Jumat, 06 September 2013

Lengah

Menghirup kesegaran oksigen ditemani sang fajar yang baru saja menampakkan wajah aslinya, ia baru bangun dari lelap sepanjang malamnya. Beku, gemetar tubuhku dalam bungkus keheningan pagi, aku masih disini, dikota dimana kita mulai belajar berucap dan melangkah. Kornea mata ini baru saja menangkap seburat cahaya yang kemudian ditangkap oleh lensa mata cokelatku tentang sebuah alunan musik yang menceritakan tentang arti kehidupan. Bosankah engkau dengan tuturku…..dengarkan sebentar saja, ini bukan hanya tentang sebuah cerita cinta antar dua gumpal daging bernama hati. Rasa bukan hanya tentang seburat tawa, tapi ia sempurna lengkap dengan tetesan embun dan goresan luka, entah kapan keduanya akan kau kecap.

○ ○ ○ ○ ○ ○ ○

# Tugas 1
Jawab pertanyaan berikut berdasarkan tulisan berjudul "Lengah":
(a) Tanggal berapa yang tercantum di atas tulisan itu?
(b) Apa warna lensa mata yang disebut dalam tulisan itu?
(c) Rasa disebut sempurna lengkap dengan apa saja?
# Tugas 2
Lanjutkan tulisan berjudul "Lengah" mulai dari kalimat terakhirnya.
Data di bawah ini diambil dari sumber lain.

○ ○ ○ ○ ○ ○ ○

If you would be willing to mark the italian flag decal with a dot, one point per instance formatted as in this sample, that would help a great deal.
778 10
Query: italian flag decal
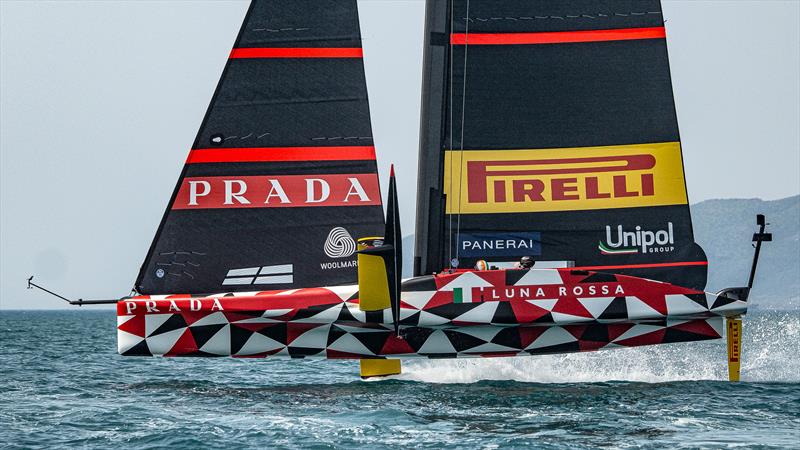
622 251
460 295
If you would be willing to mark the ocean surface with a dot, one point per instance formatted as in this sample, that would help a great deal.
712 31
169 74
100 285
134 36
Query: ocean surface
63 385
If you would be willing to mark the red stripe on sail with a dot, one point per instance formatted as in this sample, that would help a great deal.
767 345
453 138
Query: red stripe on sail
263 154
281 52
557 37
643 266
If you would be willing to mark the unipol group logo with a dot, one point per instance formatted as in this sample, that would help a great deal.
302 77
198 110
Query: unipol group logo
508 181
626 242
284 191
339 244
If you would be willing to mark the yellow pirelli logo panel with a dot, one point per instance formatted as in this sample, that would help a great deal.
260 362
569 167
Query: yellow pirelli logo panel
564 179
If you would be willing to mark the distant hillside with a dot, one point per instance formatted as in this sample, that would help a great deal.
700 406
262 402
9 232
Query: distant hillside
724 229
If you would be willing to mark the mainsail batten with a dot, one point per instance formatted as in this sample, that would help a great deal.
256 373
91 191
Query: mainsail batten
282 175
557 120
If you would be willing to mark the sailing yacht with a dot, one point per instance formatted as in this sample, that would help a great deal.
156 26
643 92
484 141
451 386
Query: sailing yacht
548 130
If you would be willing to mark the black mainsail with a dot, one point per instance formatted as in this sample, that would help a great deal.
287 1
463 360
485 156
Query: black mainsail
281 178
549 129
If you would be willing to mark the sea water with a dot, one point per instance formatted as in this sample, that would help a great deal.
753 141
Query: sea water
63 385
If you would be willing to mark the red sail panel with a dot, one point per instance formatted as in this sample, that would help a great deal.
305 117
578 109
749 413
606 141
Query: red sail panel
549 130
281 179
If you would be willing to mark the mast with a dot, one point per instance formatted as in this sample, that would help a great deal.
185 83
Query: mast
428 249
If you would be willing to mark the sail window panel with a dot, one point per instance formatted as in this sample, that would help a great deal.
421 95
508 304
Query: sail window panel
292 124
292 80
302 23
211 244
527 16
563 95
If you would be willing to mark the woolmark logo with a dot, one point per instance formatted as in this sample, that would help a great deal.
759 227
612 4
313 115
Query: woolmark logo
339 244
621 242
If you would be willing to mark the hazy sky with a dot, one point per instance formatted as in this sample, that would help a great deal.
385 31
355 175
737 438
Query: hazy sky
100 101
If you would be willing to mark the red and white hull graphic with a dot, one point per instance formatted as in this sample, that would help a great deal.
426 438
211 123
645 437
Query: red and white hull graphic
464 314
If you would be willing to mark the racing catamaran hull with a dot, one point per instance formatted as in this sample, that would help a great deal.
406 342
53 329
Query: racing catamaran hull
464 314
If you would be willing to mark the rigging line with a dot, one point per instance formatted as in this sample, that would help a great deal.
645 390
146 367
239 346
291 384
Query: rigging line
450 156
463 108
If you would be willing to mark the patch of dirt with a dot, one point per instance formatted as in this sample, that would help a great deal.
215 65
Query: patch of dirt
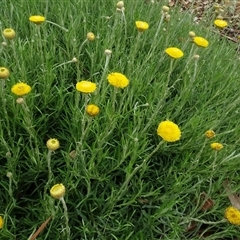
228 10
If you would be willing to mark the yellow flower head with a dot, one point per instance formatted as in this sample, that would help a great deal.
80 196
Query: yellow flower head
92 110
90 36
118 80
4 73
200 41
53 144
37 19
86 87
21 89
174 52
1 222
216 146
58 191
220 23
9 33
210 134
169 131
141 26
232 214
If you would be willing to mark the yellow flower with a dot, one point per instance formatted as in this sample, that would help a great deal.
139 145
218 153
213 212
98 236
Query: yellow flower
169 131
37 19
141 26
210 133
92 110
9 33
21 89
4 73
118 80
90 36
1 222
232 214
200 41
220 23
174 52
58 191
86 87
216 146
53 144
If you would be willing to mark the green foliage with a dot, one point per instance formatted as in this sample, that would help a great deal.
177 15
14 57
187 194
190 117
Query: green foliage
122 181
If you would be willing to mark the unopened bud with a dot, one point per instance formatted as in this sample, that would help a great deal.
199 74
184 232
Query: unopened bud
120 4
165 9
108 52
20 101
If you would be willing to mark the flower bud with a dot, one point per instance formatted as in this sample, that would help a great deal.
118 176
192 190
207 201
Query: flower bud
210 134
4 73
9 33
165 9
192 34
19 100
9 174
196 57
74 59
92 110
108 52
120 4
53 144
58 191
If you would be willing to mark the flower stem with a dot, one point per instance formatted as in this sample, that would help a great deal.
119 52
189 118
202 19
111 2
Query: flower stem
66 217
130 176
50 174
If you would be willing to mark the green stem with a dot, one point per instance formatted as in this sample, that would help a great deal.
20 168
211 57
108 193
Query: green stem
66 217
136 169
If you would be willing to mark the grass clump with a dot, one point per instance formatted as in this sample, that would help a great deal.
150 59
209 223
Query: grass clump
116 103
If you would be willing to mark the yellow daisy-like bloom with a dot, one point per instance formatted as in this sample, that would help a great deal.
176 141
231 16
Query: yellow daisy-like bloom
141 26
169 131
37 19
58 191
232 214
1 222
174 52
53 144
92 110
21 89
4 73
216 146
220 23
86 87
210 134
9 33
201 42
118 80
90 36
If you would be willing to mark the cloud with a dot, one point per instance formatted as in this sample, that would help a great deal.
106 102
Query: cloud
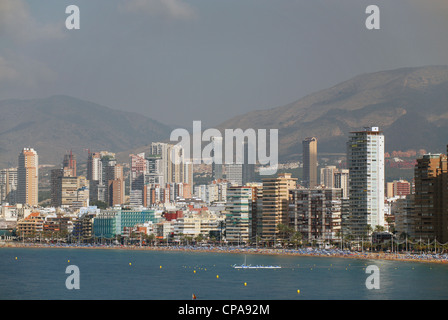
174 9
17 23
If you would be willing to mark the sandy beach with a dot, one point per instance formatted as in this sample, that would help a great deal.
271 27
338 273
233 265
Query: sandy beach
335 253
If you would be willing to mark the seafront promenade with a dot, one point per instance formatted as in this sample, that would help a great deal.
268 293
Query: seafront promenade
312 252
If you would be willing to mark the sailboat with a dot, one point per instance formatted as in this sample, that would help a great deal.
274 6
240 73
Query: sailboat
245 266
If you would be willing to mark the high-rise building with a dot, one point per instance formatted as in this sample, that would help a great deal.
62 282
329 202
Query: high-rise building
316 213
242 171
217 172
275 205
27 177
69 164
94 167
238 214
398 188
341 178
68 191
332 177
309 151
8 186
431 198
365 160
172 164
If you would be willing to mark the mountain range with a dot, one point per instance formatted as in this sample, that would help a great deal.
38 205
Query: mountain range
410 105
55 125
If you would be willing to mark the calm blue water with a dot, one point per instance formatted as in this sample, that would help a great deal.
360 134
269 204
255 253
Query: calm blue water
106 274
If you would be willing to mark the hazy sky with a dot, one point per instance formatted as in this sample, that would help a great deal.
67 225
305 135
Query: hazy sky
177 61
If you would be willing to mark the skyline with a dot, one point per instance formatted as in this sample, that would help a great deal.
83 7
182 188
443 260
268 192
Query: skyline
178 61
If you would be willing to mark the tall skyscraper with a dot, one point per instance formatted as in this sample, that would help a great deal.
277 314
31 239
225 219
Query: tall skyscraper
69 164
138 166
275 205
242 171
332 177
309 151
239 214
28 177
316 213
217 173
365 160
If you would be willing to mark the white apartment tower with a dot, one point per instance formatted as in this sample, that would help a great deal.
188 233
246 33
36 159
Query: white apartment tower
27 177
365 161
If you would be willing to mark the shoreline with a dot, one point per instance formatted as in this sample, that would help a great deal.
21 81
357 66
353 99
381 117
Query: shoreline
263 251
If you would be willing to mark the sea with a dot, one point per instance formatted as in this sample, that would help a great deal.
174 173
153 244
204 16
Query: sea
105 274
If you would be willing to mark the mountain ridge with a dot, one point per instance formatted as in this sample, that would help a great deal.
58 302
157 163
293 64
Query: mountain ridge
395 100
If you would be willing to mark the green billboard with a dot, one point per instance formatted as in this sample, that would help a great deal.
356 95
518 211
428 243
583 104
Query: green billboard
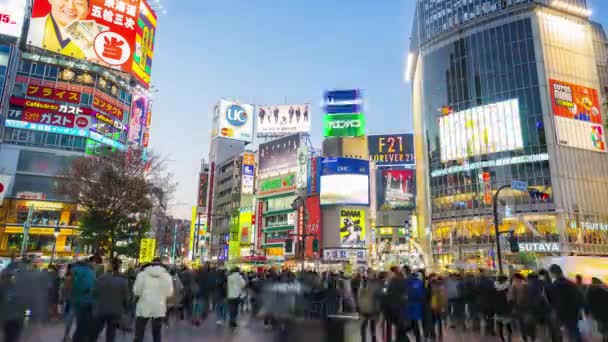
344 125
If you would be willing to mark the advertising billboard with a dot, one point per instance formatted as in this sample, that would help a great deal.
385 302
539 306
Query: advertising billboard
12 16
578 117
99 31
344 125
344 181
391 149
233 121
282 119
137 120
279 154
397 191
313 225
144 43
480 130
248 173
278 184
202 189
352 228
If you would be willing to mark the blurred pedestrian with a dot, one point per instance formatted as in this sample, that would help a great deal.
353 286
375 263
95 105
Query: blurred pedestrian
369 298
110 302
566 302
236 284
83 284
597 299
153 287
502 308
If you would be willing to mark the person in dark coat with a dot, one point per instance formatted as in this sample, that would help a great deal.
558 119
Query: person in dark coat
110 302
416 298
566 302
597 299
396 299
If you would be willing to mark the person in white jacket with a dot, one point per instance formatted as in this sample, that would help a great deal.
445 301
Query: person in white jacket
153 286
236 284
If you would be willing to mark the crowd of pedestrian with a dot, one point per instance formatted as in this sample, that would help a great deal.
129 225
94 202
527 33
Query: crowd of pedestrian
391 306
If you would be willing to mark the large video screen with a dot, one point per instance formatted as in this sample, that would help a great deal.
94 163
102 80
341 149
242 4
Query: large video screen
480 130
344 189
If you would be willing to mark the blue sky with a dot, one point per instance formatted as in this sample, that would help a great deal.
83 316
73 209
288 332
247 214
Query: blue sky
272 51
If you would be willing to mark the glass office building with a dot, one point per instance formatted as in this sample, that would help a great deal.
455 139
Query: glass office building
509 90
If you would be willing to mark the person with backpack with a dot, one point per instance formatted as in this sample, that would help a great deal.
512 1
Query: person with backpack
566 302
81 299
597 297
111 300
153 287
368 299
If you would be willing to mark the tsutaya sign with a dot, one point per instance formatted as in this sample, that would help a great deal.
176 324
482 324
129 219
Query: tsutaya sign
539 246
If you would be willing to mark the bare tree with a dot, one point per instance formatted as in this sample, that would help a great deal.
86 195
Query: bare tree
115 192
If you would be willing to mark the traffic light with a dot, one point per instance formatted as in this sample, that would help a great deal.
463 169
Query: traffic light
513 243
538 195
289 246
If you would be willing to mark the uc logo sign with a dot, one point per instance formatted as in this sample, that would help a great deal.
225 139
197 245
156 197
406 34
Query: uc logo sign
236 115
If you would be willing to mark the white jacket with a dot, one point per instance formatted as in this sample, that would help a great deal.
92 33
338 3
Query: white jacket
152 286
236 284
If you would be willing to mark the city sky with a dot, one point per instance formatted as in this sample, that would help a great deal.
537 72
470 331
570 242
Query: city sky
275 52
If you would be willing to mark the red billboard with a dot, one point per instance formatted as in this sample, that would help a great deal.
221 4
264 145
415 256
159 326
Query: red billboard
574 101
313 225
260 224
105 32
53 93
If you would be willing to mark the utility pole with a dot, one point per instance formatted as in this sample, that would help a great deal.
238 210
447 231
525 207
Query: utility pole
496 232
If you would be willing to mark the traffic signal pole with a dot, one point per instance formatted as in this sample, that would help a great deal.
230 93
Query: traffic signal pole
496 232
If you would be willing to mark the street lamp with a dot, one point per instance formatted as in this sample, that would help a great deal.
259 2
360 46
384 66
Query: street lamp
55 234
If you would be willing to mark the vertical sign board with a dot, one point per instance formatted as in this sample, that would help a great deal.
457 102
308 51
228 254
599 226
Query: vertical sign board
301 174
147 249
313 224
260 225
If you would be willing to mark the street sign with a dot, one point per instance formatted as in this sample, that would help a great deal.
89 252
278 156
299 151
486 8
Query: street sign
519 185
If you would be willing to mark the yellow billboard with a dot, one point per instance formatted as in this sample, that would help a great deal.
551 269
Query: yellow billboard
147 249
352 228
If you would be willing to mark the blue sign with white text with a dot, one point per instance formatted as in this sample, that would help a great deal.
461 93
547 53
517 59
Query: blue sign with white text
351 166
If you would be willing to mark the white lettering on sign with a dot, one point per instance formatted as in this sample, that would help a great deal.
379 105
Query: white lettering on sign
539 247
345 124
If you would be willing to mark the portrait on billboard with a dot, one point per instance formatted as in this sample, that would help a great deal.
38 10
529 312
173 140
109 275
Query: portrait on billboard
282 119
397 191
108 33
279 154
352 228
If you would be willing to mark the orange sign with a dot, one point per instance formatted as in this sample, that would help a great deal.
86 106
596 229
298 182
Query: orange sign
576 102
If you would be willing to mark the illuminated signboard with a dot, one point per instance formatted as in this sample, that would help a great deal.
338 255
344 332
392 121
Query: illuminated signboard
344 125
578 116
109 32
53 93
391 149
282 119
46 128
480 130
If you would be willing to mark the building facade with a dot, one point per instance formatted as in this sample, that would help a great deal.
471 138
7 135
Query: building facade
57 105
502 91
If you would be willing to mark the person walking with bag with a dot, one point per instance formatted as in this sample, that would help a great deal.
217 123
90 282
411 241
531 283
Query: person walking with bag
368 299
111 300
153 287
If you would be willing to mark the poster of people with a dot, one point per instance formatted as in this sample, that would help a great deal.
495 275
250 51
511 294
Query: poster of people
397 191
279 120
352 228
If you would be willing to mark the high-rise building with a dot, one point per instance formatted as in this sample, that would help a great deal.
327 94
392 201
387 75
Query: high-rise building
62 100
509 90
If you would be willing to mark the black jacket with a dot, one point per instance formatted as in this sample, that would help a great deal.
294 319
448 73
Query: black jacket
565 299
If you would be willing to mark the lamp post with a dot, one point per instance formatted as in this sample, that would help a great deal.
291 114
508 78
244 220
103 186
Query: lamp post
55 234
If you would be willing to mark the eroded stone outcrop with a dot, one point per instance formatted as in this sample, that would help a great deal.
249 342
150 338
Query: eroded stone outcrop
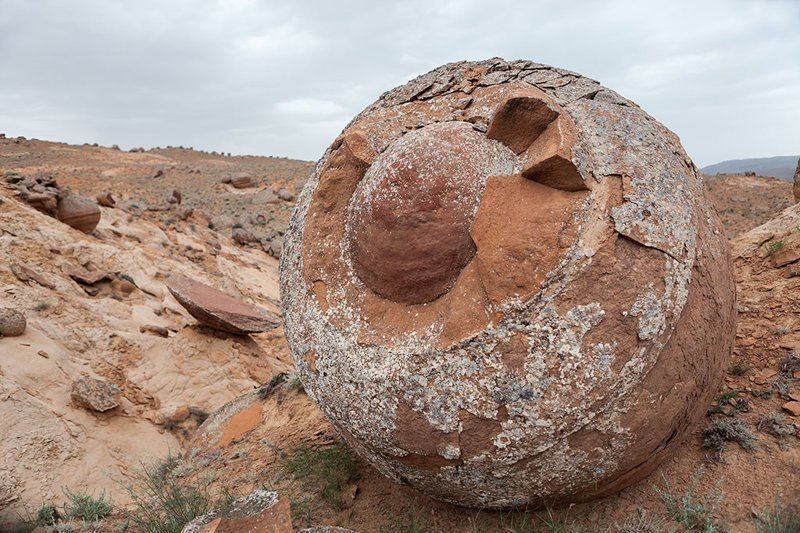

○ ○ ○ ○ ○ ○ ○

# Hasil Akhir 1
(a) Jumat, 06 September 2013.
(b) Cokelat.
(c) Tetesan embun dan goresan luka.

# Hasil Akhir 2
Hadir akan disuguhkan dengan manisnya kehilangan, sebagaimana kebahagiaanmu akan dijenguk oleh tangis kesedihan, aku pun tak tahu kapan dan bagaimana ia akan menyentuh setiap sudut kehidupan aku dan kamu.
Aku selalu bermimpi bahwa saat jarum jam memeluk mesra angka 24, maka Tuhan akan menghadiahkan aku. Jangan pernah berpikir ini tentang kotak besar dengan pita berwarna merah muda diatasnya, aku tak mau. Gadis kecil dengan untaian pita di gaun panjangnya masih sangat manja, ia ingin seorang pangeran berkuda datang dan menjemputnya. Engkau tahu tentang bagaimana aku menjaga nya selama 20 tahun kehidupanku. Aku masih bermimpi bahwa ia yang pertama akan menjadi selamanya, lengkapi, bagiku.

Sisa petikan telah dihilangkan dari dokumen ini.